[Labeled region records]

===============

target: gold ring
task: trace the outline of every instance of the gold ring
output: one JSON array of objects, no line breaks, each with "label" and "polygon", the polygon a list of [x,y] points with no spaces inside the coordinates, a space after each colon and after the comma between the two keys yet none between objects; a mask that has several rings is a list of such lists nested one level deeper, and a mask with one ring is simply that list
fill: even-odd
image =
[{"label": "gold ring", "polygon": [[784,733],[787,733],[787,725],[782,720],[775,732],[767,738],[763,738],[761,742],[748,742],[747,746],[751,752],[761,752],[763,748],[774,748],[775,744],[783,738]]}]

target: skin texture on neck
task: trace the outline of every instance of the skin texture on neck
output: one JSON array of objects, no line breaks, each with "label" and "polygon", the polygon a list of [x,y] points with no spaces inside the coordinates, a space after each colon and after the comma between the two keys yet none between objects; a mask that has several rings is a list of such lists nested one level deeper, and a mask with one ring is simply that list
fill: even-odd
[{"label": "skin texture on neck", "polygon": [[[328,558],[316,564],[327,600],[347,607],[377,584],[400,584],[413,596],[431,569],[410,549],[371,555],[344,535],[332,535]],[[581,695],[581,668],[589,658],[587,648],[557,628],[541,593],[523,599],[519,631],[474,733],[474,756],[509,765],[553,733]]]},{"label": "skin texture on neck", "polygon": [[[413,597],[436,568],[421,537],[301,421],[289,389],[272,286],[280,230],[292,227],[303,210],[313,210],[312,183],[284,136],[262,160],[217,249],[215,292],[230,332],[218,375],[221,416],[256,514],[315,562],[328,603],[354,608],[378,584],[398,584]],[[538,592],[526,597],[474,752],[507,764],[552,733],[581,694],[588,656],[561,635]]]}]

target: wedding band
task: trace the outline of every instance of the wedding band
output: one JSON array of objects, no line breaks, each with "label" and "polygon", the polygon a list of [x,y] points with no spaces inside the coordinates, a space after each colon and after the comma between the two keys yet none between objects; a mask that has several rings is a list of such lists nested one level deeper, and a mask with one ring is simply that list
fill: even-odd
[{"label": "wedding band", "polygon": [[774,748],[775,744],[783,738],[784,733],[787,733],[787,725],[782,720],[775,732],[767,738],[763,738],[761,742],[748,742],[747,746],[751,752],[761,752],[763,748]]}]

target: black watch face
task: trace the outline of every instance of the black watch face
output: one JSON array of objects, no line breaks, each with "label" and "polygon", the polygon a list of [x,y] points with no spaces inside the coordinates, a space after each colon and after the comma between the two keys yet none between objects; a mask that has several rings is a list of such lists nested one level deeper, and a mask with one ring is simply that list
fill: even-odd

===============

Task to complete:
Copy the stretch of the listing from the line containing "target: black watch face" through the end of the listing, both ends included, character for character.

Expected output:
target: black watch face
task: trace the outline of every instance of the black watch face
output: one JSON array of objects, no line breaks, each with "label" and "polygon", the polygon a list of [x,y] points with no spaces inside the coordinates, a space after each colon and after the comma between the two keys yet none between objects; a mask that has several rings is a list of such lists nested one level deeper, and a mask with one ring is simply that list
fill: even-odd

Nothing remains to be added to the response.